[Start of Data supplied]

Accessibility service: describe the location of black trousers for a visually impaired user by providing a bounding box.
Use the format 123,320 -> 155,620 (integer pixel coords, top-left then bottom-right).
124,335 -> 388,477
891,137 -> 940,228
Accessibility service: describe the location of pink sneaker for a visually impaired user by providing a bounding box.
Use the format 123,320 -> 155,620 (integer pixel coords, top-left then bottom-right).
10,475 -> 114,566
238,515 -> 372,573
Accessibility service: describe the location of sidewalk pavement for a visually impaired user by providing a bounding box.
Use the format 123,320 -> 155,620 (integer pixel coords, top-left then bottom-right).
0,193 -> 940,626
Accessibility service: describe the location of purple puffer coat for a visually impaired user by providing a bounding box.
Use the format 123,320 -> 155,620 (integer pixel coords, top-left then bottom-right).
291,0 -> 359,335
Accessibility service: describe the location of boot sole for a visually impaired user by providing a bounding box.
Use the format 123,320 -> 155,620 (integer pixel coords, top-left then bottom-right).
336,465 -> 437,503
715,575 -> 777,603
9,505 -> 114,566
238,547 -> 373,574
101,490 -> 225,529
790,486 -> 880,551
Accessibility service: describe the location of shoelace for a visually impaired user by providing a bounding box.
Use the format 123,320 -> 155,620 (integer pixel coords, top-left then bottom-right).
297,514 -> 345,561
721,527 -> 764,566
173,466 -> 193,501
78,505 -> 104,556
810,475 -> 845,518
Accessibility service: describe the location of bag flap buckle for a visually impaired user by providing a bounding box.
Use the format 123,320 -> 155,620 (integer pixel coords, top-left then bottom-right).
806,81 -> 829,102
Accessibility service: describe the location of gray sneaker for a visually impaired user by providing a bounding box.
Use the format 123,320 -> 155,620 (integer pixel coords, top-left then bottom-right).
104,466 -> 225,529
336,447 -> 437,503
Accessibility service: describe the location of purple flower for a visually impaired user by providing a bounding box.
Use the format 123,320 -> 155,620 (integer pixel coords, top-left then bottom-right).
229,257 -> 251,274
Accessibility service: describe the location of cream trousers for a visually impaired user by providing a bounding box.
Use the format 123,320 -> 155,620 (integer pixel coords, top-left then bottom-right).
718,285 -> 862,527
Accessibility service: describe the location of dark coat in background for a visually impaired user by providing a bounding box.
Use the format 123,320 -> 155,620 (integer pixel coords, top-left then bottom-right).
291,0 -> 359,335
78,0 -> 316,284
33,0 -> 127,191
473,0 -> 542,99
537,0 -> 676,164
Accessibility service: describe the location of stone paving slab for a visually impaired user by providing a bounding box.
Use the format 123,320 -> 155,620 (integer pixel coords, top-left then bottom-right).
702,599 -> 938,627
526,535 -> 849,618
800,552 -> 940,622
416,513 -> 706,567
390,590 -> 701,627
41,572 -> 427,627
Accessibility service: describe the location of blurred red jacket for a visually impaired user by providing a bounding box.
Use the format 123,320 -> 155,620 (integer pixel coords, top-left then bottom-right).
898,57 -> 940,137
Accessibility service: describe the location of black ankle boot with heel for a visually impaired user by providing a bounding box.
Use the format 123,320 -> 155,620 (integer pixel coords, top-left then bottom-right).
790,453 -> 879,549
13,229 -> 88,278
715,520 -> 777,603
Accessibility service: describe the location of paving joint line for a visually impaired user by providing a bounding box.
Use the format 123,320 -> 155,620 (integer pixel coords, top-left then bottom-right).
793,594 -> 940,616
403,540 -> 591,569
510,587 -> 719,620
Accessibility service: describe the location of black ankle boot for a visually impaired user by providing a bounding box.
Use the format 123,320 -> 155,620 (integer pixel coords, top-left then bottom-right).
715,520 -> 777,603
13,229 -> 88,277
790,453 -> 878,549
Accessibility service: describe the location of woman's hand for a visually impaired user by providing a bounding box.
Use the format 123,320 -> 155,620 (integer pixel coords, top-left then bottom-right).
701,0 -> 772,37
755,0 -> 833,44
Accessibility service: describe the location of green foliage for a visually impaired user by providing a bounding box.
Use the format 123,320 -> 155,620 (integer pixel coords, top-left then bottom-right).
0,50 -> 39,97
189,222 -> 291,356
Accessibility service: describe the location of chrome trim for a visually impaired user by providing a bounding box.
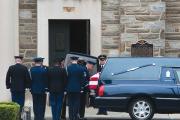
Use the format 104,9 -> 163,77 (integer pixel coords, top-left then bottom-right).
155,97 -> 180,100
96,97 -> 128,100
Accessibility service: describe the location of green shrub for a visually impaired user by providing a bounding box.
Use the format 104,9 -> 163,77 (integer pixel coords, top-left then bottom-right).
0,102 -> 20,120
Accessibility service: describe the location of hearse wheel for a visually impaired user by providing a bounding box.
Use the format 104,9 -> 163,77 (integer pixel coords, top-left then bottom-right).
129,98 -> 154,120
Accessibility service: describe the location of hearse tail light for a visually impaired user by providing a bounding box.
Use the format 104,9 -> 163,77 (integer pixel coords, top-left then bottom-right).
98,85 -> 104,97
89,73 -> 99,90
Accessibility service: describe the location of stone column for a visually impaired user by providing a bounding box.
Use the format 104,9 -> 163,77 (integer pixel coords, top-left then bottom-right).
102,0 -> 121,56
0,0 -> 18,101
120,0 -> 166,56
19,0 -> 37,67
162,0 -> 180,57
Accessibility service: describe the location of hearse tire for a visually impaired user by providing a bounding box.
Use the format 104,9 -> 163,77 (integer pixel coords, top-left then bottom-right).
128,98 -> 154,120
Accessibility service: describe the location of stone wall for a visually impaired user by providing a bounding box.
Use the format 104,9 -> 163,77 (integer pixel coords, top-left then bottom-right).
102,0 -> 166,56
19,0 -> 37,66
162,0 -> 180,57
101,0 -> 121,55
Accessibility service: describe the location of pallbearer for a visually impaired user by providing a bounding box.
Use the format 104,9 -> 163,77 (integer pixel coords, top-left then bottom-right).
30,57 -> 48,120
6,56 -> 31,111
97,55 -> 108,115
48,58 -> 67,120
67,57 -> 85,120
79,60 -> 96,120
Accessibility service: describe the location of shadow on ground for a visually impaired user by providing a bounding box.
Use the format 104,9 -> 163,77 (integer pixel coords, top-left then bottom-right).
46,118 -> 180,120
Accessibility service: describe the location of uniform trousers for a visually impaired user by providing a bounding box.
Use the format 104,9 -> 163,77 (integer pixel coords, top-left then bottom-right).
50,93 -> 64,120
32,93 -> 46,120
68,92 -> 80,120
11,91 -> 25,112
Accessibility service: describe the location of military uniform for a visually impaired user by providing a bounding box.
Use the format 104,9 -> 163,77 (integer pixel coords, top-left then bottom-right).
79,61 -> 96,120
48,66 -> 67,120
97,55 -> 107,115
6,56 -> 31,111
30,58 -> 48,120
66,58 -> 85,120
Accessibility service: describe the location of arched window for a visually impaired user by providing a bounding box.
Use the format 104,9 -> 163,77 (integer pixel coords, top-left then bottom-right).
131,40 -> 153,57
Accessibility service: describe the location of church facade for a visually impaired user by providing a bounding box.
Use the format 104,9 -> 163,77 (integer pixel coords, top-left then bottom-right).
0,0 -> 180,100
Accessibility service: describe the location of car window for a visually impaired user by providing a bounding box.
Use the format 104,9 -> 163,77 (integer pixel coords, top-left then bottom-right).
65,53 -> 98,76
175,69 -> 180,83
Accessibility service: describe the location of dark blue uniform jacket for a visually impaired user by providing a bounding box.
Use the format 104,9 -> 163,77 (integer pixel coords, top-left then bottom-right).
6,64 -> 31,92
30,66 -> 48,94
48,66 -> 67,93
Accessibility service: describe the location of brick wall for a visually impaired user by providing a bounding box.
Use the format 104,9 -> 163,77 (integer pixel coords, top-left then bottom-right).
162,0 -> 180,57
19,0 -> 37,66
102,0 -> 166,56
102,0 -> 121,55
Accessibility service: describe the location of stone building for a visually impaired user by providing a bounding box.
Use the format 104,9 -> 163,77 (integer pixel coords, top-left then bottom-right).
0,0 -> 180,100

[End of Data supplied]

= Given task =
Rewrite the stretch of rows from "Accessibility service: describe the location of shoelace" through "336,447 -> 437,503", both included, requests and all, shifting every coordinate in the answers up by 7. Give only those rows, with nothing else changed.

= Solution =
Accessibility service: describe the location of shoelace for a visually impaired user by providing a bounding box.
Use the format 123,320 -> 155,620 (integer pixel coords, top-left then bottom-right).
304,521 -> 352,568
728,534 -> 771,573
180,473 -> 200,508
85,512 -> 111,563
817,482 -> 852,525
Accessibility service: describe the location of bag flap buckle for a visually impaired user by providing a bounding box.
Use the format 123,320 -> 155,620 (integer pixel coords, top-left then bottom-right).
813,88 -> 836,109
Accessibility service: describe the location of gray sneaker for a visually impaired user by providing a bounding box.
Use the format 123,320 -> 155,620 (integer pixel coords, top-left then bottom-right).
111,473 -> 232,536
343,454 -> 444,510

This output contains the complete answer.